From the passage on turbine blades, extract the words starting at "Turbine blades used" and ending at "in turbine blades.", copied without any change.

+++ PAGE EXCERPT

The high pressure turbine (HPT) blade is one engine component that
directly experiences severe engine conditions. Turbine blades are
thus designed and manufactured to perform under repeated cycles of
high stress and high temperature. An economic consequence of such a
design criteria is that currently used turbine blades can be quite
expensive. It is thus highly desirable to maintain turbine blades
in service for as long as possible, and to return worn turbine
blades to service, if possible, through acceptable repair
procedures.
Turbine blades used in modern gas turbine engines are frequently
castings from a class of materials known as superalloys. The
superalloys include nickel-, cobalt- and iron-based alloys. In the
cast form, turbine blades made from superalloys include many
desirable elevated-temperature properties such as high strength and
good environment resistance. Advantageously, the strength displayed
by this material remains present even under stressful conditions,
such as high temperature and high pressure, that are experienced
during engine operation.
While the superalloys exhibit superior mechanical properties under
high temperature and pressure conditions, they are subject to
attack by chemical degradation. The gases at high temperature and
pressure in the turbine engine can lead to hot corrosion and
oxidation of the exposed superalloy substrates in turbine blades.

++++++
+++ EXCERPTED RECORDS

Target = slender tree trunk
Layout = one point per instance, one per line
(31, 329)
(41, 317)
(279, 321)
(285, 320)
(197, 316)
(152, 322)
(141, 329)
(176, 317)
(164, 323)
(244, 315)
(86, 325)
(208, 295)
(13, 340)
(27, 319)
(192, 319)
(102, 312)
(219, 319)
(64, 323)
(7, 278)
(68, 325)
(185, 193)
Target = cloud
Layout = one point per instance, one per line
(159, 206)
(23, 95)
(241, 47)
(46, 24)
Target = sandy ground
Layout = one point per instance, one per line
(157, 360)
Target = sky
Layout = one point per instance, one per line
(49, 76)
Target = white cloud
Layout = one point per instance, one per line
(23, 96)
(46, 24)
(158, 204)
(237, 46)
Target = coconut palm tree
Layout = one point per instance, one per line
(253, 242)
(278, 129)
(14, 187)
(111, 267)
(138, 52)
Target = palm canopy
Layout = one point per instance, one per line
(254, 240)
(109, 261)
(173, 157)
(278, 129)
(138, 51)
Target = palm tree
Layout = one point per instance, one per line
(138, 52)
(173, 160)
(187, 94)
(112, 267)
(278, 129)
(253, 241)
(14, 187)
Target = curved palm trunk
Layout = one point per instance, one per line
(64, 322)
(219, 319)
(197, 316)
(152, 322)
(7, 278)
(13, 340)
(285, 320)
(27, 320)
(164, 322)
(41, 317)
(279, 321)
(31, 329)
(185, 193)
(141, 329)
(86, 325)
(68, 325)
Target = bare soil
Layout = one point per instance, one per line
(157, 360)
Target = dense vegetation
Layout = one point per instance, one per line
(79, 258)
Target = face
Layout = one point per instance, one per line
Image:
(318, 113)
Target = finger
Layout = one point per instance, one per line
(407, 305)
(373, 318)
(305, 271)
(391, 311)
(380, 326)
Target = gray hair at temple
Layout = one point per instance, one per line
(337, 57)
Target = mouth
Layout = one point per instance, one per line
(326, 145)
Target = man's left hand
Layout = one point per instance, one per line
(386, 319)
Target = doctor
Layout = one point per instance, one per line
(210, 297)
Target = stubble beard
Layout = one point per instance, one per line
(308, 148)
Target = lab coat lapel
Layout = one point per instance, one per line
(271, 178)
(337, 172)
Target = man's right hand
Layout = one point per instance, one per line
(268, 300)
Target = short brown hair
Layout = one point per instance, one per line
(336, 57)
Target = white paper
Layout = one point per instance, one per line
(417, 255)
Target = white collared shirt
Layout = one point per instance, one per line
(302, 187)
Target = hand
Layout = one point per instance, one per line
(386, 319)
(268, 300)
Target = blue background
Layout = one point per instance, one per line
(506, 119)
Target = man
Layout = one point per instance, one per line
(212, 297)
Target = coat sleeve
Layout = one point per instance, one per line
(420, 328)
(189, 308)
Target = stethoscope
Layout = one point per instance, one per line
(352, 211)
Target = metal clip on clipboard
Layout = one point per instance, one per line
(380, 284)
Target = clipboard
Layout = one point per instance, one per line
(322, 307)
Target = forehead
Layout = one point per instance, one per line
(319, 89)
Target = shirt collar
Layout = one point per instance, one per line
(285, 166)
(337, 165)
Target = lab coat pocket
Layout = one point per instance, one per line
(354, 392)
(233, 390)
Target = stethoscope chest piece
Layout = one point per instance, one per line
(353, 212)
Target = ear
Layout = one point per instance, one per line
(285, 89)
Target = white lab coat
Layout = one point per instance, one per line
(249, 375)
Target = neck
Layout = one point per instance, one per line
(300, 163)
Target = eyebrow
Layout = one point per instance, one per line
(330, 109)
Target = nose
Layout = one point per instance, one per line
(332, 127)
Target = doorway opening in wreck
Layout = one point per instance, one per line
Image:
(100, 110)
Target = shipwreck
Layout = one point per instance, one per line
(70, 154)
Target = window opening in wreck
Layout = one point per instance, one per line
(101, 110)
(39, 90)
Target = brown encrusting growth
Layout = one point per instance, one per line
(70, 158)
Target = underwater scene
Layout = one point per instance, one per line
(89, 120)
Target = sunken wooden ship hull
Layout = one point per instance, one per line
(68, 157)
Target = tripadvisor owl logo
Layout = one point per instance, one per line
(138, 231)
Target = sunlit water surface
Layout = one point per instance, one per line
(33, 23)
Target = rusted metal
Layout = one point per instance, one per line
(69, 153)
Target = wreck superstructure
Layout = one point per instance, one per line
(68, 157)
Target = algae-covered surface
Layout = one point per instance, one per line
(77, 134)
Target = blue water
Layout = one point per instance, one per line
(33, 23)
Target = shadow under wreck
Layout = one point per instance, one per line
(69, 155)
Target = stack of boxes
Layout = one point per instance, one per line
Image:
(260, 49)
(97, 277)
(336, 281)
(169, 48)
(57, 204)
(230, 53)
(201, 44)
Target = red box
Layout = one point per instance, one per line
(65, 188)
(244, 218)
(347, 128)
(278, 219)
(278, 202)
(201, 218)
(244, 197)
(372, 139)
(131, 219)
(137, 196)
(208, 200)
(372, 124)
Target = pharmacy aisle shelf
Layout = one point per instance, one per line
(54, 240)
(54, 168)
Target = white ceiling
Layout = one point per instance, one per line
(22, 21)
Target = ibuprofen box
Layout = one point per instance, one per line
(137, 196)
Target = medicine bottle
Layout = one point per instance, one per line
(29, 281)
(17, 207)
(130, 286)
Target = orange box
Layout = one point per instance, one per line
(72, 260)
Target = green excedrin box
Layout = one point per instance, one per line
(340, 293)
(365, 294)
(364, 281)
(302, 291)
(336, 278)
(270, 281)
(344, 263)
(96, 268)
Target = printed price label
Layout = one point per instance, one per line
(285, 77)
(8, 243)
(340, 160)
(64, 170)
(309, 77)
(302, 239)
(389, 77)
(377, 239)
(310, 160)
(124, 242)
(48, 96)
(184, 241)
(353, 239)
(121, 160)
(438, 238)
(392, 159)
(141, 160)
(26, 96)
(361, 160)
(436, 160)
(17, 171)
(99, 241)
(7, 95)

++++++

> _TASK RESULT_
Turbine blades used in modern gas turbine engines are frequently
castings from a class of materials known as superalloys. The
superalloys include nickel-, cobalt- and iron-based alloys. In the
cast form, turbine blades made from superalloys include many
desirable elevated-temperature properties such as high strength and
good environment resistance. Advantageously, the strength displayed
by this material remains present even under stressful conditions,
such as high temperature and high pressure, that are experienced
during engine operation.
While the superalloys exhibit superior mechanical properties under
high temperature and pressure conditions, they are subject to
attack by chemical degradation. The gases at high temperature and
pressure in the turbine engine can lead to hot corrosion and
oxidation of the exposed superalloy substrates in turbine blades.